▸ Set of tasks:
[A] Quote the passage on transgenic rice word for word, starting at "Bt toxin was" and ending at "disguise GM rice .".
[B] List every Cry toxin gene named in the passage on transgenic rice, giving each one once.

▸ Selected excerpt:

■ ■ ■ ■

European rice cultivars were transformed with synthetic Cry1Aa or
synthetic Cry1B toxin genes under a constitutive promoter ubiquitin or
synthetic Cry1B under a wound-inducible maize promoter (responding to
stresses such as insect predation). The constitutive promoter driven
toxin genes produced high level toxin levels that prevented striped stem
borer predation but left toxin in all of the rice tissues and seeds
while the wound inducible strain produced toxin mainly at the site of
insect attack (9).
Bt toxin was found to be introduced into soil by root exudates of
transgenic rice. The toxin released into the soil effected the enzymes
of soil microbes, increasing soil acid phosphatase and decreasing soil
urease (10).
The benefit of insect protection from Bt rice is offset by the high
levels of toxin protein in the rice grain. It has been found that food
irradiation improved the "quality" of GM rice modified with the Cry1Ab
toxin by selectively removing the toxin protein (11). However, study of
the radiation products and adducts created in during destruction of the
toxin is essential. Furthermore, it is clear that food irradiation may
be used to disguise GM rice .
A number of projects have studied the use of snowdrop lectin, Galanthus
nivalis agglutinin (GNA) alone or in conjunction with other genes to
control rice pests. Lectins are proteins that interact with human blood
cells (agglutinin) and also act as anti-predator chemicals in plants or
microbes. A GNA gene was driven by a phloem specific promoter
accompanied by a hyromycin antibiotic resistance gene was used to
transform japonica rice strains. The modified rice controlled sap
sucking insects that spread rice viruses (12). The downside to GNA pest
control is that the lectin is toxic when digested by mammals. Ewen and
Pusztai (13) showed that potatoes modified with GNA effected different
parts of the rat digestive system.
Rice plants containing both the GNA gene and the unlinked Bt Cry1Ac gene
were resistant to the major rice insect pests striped stem borer and
brown leaf hopper (rice with only cry1Ac resisted striped stem borer
while rice with GNA resisted brown leaf hopper) (14). Rice transformed
with a single vector containing Cry1Ab driven by maize ubiquitin
promoter, along with GNA driven by sucrose synthetase promoter and the
bar gene for herbicide tolerance driven by the CaMV promoter were
resistant to yellow stem borer and three sap sucking insects along with
the herbicide glufosinate, this huge package of genes was integtated at
a single chromosomal site (15). Care will have to taken to account for
the interaction of the various toxins in the human food supply and in
the environment. Basmati rice was co-transformed with three plasmids
carrying four genes including GNA, synthetic Cry1Ac , synthetic Cry2A
and resistance to the antibiotic hygromycin, the promoters used in these
constructions included maize ubiquitin and CaMV genes while the
transcription terminators were nos genes.(16). As in the previous
construction, care must be taken to evaluate the toxicity of the toxin
products and their interaction in the human diet and in the environment.

■ ■ ■ ■

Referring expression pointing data
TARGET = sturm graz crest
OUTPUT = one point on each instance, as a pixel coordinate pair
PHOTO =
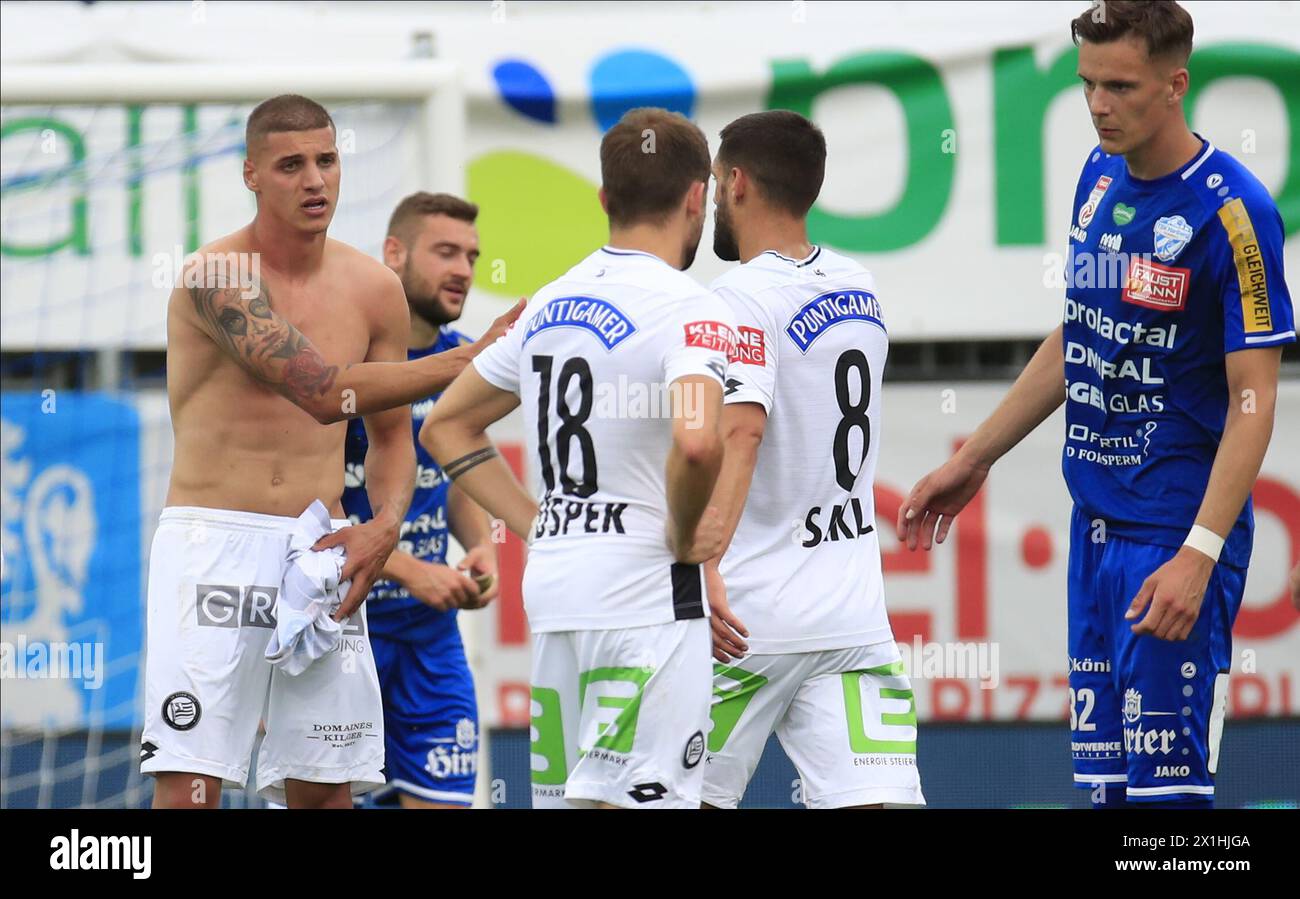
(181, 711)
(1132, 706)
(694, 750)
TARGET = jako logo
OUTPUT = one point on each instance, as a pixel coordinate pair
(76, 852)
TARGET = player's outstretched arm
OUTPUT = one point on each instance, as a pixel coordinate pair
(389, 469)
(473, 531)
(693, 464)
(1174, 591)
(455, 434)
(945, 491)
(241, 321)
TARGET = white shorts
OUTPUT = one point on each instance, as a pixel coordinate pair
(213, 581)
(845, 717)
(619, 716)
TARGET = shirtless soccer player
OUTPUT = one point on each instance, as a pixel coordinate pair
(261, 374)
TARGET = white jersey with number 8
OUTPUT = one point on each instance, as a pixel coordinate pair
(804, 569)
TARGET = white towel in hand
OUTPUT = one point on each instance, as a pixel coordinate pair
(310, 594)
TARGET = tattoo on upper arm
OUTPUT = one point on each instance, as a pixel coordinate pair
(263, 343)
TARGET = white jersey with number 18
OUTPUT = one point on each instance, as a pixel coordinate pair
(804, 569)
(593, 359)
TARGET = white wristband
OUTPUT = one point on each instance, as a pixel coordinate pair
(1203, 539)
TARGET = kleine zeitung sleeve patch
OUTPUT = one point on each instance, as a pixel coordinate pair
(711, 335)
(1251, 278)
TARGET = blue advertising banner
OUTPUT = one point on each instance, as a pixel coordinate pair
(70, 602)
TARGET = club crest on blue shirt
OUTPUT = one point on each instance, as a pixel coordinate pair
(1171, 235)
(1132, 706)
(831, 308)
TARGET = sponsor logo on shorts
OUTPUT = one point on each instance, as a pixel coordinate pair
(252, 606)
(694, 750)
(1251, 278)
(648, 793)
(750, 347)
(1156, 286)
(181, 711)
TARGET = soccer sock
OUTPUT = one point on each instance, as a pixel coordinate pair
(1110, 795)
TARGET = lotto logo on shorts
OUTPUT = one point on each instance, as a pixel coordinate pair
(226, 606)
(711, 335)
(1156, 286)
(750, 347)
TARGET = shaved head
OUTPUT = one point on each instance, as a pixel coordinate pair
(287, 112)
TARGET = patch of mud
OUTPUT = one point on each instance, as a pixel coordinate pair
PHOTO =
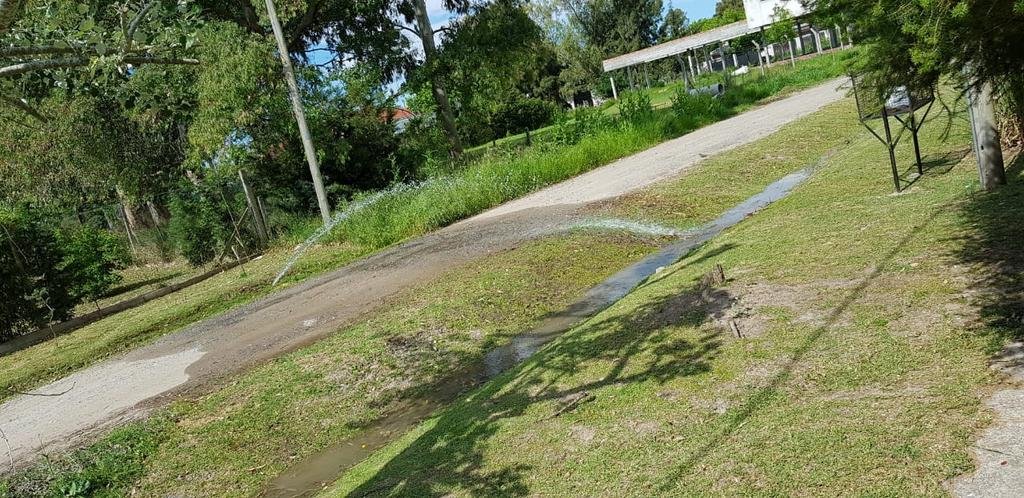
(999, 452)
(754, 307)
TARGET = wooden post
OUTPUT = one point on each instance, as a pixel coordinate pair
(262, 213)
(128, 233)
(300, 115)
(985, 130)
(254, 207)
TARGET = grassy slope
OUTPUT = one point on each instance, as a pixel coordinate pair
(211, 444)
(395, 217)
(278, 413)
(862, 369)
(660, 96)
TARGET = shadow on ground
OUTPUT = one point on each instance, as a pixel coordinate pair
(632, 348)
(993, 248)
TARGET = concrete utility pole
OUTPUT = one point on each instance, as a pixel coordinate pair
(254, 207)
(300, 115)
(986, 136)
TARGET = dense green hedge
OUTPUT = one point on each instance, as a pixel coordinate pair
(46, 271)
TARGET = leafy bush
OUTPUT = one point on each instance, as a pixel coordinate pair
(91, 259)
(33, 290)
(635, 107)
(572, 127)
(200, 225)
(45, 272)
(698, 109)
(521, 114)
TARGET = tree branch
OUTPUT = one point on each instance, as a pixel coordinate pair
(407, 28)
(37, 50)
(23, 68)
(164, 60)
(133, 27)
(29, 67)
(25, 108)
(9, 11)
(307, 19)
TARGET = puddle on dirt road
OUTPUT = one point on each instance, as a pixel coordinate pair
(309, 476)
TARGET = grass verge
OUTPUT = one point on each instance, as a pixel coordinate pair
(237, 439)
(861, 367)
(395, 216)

■ ■ ■ ■

▸ Numbered responses:
[A]
Bt toxin was found to be introduced into soil by root exudates of
transgenic rice. The toxin released into the soil effected the enzymes
of soil microbes, increasing soil acid phosphatase and decreasing soil
urease (10).
The benefit of insect protection from Bt rice is offset by the high
levels of toxin protein in the rice grain. It has been found that food
irradiation improved the "quality" of GM rice modified with the Cry1Ab
toxin by selectively removing the toxin protein (11). However, study of
the radiation products and adducts created in during destruction of the
toxin is essential. Furthermore, it is clear that food irradiation may
be used to disguise GM rice .

[B] Cry1Aa, Cry1B, Cry1Ab, Cry1Ac, Cry2A